-- Texto de origem --
☆ ☆ ☆ ☆ ☆
Um golpe contra os pobres está em curso
Como diz a peça de acusação a Dilma, o Brasil perdeu a cultura da responsabilidade fiscal. O resultado são os cortes nos programas sociais
A responsabilidade fiscal virou um saco de pancadas no Brasil atual. O Tribunal de Contas da União,
por unanimidade, apontou graves irregularidades na gestão fiscal, em
2014, mas o governo diz que nada de mais aconteceu. Nada diferente do
que fizeram “outros governos”. Diante de um gráfico, mostrando os
pagamentos a descoberto, feito por bancos oficiais, a programas do
governo, sem o devido repasse pelo Executivo, eminentes juristas e
economistas “em defesa da democracia” dizem nada enxergar. Talvez seja a
realidade que ande por baixo, no Brasil de hoje.
Dias atrás li um artigo do professor da Universidade de São Paulo Vladimir Safatle, em um jornal paulista, reproduzindo a narrativa do “golpe”. Seu argumento era o seguinte: não há sentido em acusar a presidente em função das pedaladas fiscais, dado que, neste país, ninguém respeita um orçamento público. Orçamentos, no Brasil, dizia o professor, não passam de “mera carta de intenções”. E mais: que, se orçamentos valessem, “não sobrava de pé um só representante dos Poderes Executivos”.
☆ ☆ ☆ ☆ ☆
-- Material coletado --
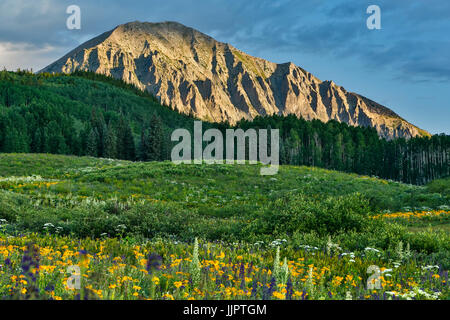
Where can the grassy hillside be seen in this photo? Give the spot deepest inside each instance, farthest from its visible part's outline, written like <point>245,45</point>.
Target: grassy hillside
<point>232,197</point>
☆ ☆ ☆ ☆ ☆
-- Tarefas a realizar --
a – Transcreva do texto sobre responsabilidade fiscal o trecho que começa nas palavras "Um golpe contra" e termina depois de "Brasil de hoje.".
b – Dê continuidade ao texto sobre responsabilidade fiscal a partir da última frase apresentada.

-- As respostas --
a –
Um golpe contra os pobres está em curso
Como diz a peça de acusação a Dilma, o Brasil perdeu a cultura da responsabilidade fiscal. O resultado são os cortes nos programas sociais
A responsabilidade fiscal virou um saco de pancadas no Brasil atual. O Tribunal de Contas da União,
por unanimidade, apontou graves irregularidades na gestão fiscal, em
2014, mas o governo diz que nada de mais aconteceu. Nada diferente do
que fizeram “outros governos”. Diante de um gráfico, mostrando os
pagamentos a descoberto, feito por bancos oficiais, a programas do
governo, sem o devido repasse pelo Executivo, eminentes juristas e
economistas “em defesa da democracia” dizem nada enxergar. Talvez seja a
realidade que ande por baixo, no Brasil de hoje.

b –
O texto poderia ser ofensivo a milhares de bons gestores públicos, Brasil afora, mas por certo ninguém deu bola. Desconheço se o referido professor algum dia analisou a execução orçamentária de um município ou Estado brasileiro. O curioso é que ele “sabe” que nenhum deles cumpre coisa nenhuma. Safatle segue a última moda da intelectualidade governista: se o PT, o melhor de todos os partidos, cometeu algum deslize, é óbvio que todos os outros já fizeram coisa muito pior. O partido pode até ter cometido algum pecado. Mas será sempre inocente, por definição, dado que ninguém é virtuoso o suficiente para julgá-lo.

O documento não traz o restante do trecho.